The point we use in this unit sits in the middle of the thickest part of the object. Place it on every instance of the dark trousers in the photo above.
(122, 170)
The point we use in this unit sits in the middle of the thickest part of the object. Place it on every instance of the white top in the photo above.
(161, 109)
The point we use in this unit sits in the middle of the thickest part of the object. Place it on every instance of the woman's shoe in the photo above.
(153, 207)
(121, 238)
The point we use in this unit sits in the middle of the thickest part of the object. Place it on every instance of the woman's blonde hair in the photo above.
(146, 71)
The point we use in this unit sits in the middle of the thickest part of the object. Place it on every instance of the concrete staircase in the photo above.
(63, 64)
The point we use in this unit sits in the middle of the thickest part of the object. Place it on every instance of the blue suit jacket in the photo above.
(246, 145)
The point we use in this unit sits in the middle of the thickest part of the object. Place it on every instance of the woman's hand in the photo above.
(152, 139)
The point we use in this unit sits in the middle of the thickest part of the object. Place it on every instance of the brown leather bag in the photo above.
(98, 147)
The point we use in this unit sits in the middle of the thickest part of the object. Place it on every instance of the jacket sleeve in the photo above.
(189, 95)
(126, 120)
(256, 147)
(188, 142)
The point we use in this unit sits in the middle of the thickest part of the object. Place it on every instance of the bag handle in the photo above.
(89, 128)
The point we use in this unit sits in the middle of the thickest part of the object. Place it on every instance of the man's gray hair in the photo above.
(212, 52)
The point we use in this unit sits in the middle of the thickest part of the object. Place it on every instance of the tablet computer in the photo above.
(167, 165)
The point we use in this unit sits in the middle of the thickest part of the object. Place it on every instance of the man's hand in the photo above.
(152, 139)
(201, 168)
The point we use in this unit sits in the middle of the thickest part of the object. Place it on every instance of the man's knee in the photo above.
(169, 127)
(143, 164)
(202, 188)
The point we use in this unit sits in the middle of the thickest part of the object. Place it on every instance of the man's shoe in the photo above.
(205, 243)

● ● ● ●

WHAT IS EXPECTED: Write the listing out again, exactly as it reads.

WORKED ANSWER:
The point we use in this unit sits in the middle of the thickest part of the object. Place it on every instance of the dark trousers in the photo above.
(122, 170)
The point we use in this unit sits in the middle of the thickest part of the object. Place it on every instance of the white top in the photo above.
(161, 109)
The point we use in this unit sits in the middle of the thickest part of the object. Place it on every instance of the woman's shoe in the photo above.
(153, 207)
(121, 238)
The point we use in this unit sits in the middle of the thickest part of the object. Place it on every instance of the woman's blonde hair in the photo above.
(146, 71)
The point we use in this unit sits in the middle of the thickest part of the object. Place it on every instance of the concrete staircase in the photo above.
(63, 64)
The point we use in this unit sits in the middle of the thickest part of the object. Place it on every instance of the blue suit jacket in the photo above.
(246, 145)
The point we use in this unit sits in the middle of the thickest part of the object. Place it on every instance of the woman's hand in the photo above.
(152, 139)
The point we use in this unit sits in the middle of the thickest part of the object. Place it on every instance of the brown leather bag in the photo above.
(98, 147)
The point we use in this unit sits in the middle of the thickest part of the object. Place it on every instance of the jacket sleeve in the photo above.
(189, 95)
(126, 120)
(256, 147)
(188, 142)
The point we use in this unit sits in the middle of the thickest part of the object. Place it on every instance of the bag handle in the photo above.
(89, 128)
The point we use in this unit sits in the middle of the thickest part of the object. Place it on every instance of the man's gray hair in the photo above.
(212, 52)
The point we use in this unit sits in the middle of the thickest part of the object. Place it on every instance of the tablet computer in the photo above.
(167, 165)
The point we use in this unit sits in the middle of the thickest part of the object. Place it on every instance of the man's hand in the photo above.
(152, 139)
(201, 168)
The point we use in this unit sits in the middle of the thickest part of the object. Place it on every instance of the man's knee in the photo above.
(169, 127)
(143, 164)
(202, 188)
The point we use in this unit sits in the middle of the thickest part of the object. Place it on every instance of the man's shoe in the photo above.
(205, 243)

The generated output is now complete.